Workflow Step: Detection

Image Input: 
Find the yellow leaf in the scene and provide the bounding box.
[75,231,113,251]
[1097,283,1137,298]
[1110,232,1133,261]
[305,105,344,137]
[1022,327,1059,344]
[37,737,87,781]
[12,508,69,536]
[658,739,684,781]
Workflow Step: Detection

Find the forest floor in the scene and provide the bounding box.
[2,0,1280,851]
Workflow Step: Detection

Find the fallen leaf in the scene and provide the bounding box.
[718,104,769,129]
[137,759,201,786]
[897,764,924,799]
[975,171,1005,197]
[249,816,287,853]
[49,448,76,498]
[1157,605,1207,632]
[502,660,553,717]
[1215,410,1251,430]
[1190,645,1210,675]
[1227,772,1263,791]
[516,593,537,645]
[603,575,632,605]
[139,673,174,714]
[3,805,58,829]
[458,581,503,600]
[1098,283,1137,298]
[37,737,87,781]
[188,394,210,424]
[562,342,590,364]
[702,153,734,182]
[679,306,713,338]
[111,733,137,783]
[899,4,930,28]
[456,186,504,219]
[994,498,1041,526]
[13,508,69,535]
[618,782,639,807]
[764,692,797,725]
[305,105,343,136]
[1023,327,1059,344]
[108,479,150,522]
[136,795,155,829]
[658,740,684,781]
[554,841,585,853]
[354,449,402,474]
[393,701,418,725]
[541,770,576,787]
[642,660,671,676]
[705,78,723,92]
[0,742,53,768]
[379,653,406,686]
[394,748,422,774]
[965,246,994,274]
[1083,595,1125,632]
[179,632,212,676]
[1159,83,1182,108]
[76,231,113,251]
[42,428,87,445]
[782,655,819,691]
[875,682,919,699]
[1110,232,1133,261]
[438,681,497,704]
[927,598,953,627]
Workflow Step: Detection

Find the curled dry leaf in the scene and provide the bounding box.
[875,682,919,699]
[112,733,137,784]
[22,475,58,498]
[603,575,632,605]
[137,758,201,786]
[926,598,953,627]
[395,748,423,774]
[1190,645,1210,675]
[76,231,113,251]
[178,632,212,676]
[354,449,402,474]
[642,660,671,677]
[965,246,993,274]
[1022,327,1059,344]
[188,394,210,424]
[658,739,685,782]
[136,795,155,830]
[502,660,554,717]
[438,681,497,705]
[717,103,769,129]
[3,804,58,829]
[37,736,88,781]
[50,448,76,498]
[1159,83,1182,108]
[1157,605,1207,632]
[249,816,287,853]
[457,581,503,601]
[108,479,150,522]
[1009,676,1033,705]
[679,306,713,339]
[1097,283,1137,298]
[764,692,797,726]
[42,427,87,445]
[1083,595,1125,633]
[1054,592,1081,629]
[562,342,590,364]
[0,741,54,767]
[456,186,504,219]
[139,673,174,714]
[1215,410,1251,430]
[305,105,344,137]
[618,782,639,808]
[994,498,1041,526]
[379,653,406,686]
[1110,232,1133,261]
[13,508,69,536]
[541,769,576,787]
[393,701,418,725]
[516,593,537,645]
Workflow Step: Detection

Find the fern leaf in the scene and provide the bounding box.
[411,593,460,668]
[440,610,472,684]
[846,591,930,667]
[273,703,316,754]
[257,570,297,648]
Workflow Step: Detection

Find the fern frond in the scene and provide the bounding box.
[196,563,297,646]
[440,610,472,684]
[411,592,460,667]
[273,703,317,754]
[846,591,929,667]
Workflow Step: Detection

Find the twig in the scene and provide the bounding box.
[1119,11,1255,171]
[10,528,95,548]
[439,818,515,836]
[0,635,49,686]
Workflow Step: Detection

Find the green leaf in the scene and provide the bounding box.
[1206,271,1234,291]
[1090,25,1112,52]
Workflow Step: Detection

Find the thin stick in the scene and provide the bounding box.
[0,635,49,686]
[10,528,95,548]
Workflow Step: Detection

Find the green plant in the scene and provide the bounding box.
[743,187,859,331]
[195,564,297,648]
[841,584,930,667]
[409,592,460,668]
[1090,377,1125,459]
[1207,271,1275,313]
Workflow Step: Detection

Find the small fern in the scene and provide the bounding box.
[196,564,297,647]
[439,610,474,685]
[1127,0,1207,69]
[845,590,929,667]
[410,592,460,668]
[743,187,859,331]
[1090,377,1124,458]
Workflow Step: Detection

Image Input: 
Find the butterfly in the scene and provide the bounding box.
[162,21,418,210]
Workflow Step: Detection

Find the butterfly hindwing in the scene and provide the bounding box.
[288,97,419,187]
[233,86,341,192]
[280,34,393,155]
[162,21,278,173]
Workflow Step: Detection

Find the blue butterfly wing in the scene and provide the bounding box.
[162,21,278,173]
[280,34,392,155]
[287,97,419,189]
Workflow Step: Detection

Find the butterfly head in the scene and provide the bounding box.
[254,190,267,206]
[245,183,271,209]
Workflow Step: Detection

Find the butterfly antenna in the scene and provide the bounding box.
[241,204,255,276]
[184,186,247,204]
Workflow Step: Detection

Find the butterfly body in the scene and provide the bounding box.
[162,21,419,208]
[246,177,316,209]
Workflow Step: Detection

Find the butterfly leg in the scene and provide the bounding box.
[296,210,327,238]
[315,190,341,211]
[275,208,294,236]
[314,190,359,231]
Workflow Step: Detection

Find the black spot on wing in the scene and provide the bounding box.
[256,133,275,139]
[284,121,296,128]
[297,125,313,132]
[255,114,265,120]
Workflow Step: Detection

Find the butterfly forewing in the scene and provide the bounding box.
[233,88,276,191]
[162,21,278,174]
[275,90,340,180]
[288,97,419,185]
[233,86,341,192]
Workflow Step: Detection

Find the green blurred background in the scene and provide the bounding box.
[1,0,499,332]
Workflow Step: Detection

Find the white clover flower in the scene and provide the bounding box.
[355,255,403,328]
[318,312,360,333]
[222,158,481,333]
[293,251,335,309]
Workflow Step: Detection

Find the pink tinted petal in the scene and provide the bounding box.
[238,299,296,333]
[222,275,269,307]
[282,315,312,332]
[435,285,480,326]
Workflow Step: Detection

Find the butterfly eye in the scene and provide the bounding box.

##########

Each line above should be output exactly as written.

[WRITTEN REPLY]
Workflow Step: Detection

Image Input: 
Find the yellow leaf in the scene and provide the bounding box.
[75,231,113,251]
[1097,283,1137,298]
[1110,232,1133,261]
[305,105,344,137]
[1022,327,1059,344]
[37,737,87,781]
[12,508,69,536]
[658,739,684,781]
Workflow Step: Detection

Find the forest floor in the scene and provide the bounding box.
[2,0,1280,851]
Workflow Step: Detection

Find the fallen leaf in the scene and provide the bounding box.
[718,104,769,129]
[137,759,201,786]
[897,764,924,799]
[975,171,1005,197]
[249,816,287,853]
[49,448,76,498]
[1157,605,1207,632]
[502,660,553,717]
[1215,410,1251,430]
[1190,645,1210,675]
[1227,772,1263,791]
[516,593,537,645]
[603,575,632,605]
[139,673,174,714]
[3,805,58,829]
[458,581,503,600]
[1098,283,1137,298]
[37,737,87,781]
[188,394,210,424]
[562,342,590,364]
[702,153,734,182]
[679,306,713,338]
[111,733,137,783]
[899,4,930,28]
[456,186,504,219]
[994,498,1041,526]
[13,508,69,535]
[618,782,639,807]
[764,692,797,725]
[305,105,343,136]
[1023,327,1059,344]
[108,479,150,522]
[136,795,155,829]
[658,740,684,781]
[554,841,585,853]
[354,449,402,474]
[393,701,418,725]
[541,770,576,787]
[642,660,671,676]
[705,78,723,92]
[0,742,53,768]
[379,653,406,686]
[394,748,422,774]
[965,246,994,274]
[1083,595,1125,632]
[179,632,212,676]
[1159,83,1182,108]
[76,231,113,251]
[42,428,87,445]
[782,655,819,691]
[875,682,919,699]
[1110,232,1133,261]
[438,681,497,704]
[927,598,953,627]
Workflow Step: Detection

Find the curled dry leaf in the scene and provide the bounding box.
[875,682,919,699]
[112,733,137,784]
[22,475,58,498]
[603,575,632,605]
[137,758,201,786]
[926,598,953,627]
[395,748,423,774]
[1190,645,1210,675]
[76,231,113,251]
[178,632,212,676]
[354,449,402,474]
[642,660,671,677]
[965,246,993,274]
[1022,327,1059,344]
[188,394,210,424]
[658,739,685,782]
[136,795,155,830]
[502,660,554,717]
[438,681,497,705]
[717,103,769,129]
[3,804,58,829]
[37,736,88,781]
[50,448,76,498]
[1159,83,1182,108]
[1157,605,1207,632]
[249,816,287,853]
[457,581,503,601]
[108,479,150,522]
[1009,676,1033,705]
[679,306,713,339]
[1097,283,1137,298]
[764,692,797,726]
[42,427,87,445]
[1083,595,1125,633]
[1054,592,1081,629]
[562,342,590,364]
[0,741,54,767]
[456,186,504,219]
[139,673,174,714]
[1215,410,1251,430]
[305,105,344,137]
[618,782,639,808]
[994,498,1041,526]
[379,653,406,686]
[1110,232,1133,261]
[13,508,69,536]
[541,769,576,787]
[393,701,418,725]
[516,593,537,645]
Workflow Step: Detection

Find the fern leaf in the scene and provide the bounding box.
[411,593,460,668]
[440,610,472,684]
[846,591,930,667]
[273,703,316,754]
[257,570,297,648]
Workflow Step: Detection

Find the fern frond in the scene and provide the bounding box.
[196,563,297,646]
[440,610,472,684]
[411,592,460,667]
[273,703,317,754]
[846,591,929,667]
Workflow Step: Detection

Find the twig in the scene and provide the bounding box.
[1119,11,1255,171]
[10,528,95,548]
[439,818,515,836]
[0,635,49,686]
Workflow Step: Detection

Find the green leaf in the scene and provide the bounding box.
[1206,271,1234,291]
[1090,25,1112,52]
Workflow Step: Detection

Find the thin stick in the scene and provide the bounding box.
[0,635,49,686]
[10,528,95,548]
Workflow Step: Detection

Find the green plant in the scene and provide the bounding box.
[743,187,859,331]
[195,564,297,648]
[841,584,930,667]
[409,592,460,668]
[1090,377,1125,459]
[1207,271,1275,313]
Workflow Step: Detection

Find the small fern in the scene and provide the bounding box.
[196,564,297,647]
[439,610,474,685]
[1127,0,1207,69]
[845,590,929,667]
[410,592,460,668]
[743,187,859,331]
[1090,377,1124,458]
Workflow Step: Detection

Image Input: 
Find the butterfly in the scene and provide the bounding box.
[162,21,418,210]
Workflow Step: Detection

Find the butterfly hindwing in the scene and provide the bounding box.
[288,97,419,187]
[233,86,341,192]
[280,34,393,155]
[162,21,278,173]
Workflow Step: Detection

Find the blue butterfly wing in the scene and provide the bounding box.
[162,21,278,173]
[280,34,392,155]
[287,97,419,189]
Workflow Step: Detection

Find the butterfly head in the scene and provide the bounding box.
[254,190,267,206]
[245,183,271,209]
Workflow Step: Detection

Find the butterfly antenna in the scene and provide the bounding box.
[241,204,255,276]
[184,186,247,204]
Workflow Step: Detection

Find the butterfly body in the scene and provide the bounding box.
[162,21,419,208]
[246,177,316,209]
Workflow Step: Detection

Find the butterfly leg in the scene and provide the bounding box.
[296,210,327,238]
[315,190,341,211]
[275,208,294,236]
[314,190,359,231]
Workflow Step: Detection

Find the black spot on wing in the scene and provide the bounding box.
[256,133,275,139]
[284,121,296,128]
[297,125,313,132]
[255,114,265,120]
Workflow Step: Detection

Find the butterfly forewing in the scene and provide the bounding box.
[233,88,276,191]
[162,21,278,174]
[275,90,340,180]
[288,97,419,185]
[233,86,341,192]
Workflow Step: Detection

Find the green blurred background in the scene and provide the bounding box.
[1,0,499,332]
Workflow Step: Detection

Find the white clover flower in the scene and provide the bounding box.
[355,255,403,328]
[318,312,360,333]
[222,158,481,333]
[293,251,335,309]
Workflow Step: Detection

Find the pink tinted petal in the scene and provide the bounding box.
[238,299,296,333]
[222,275,269,307]
[282,315,312,332]
[435,285,480,326]
Workflow Step: Detection

Find the butterfly eye in the scene and provide the bounding box.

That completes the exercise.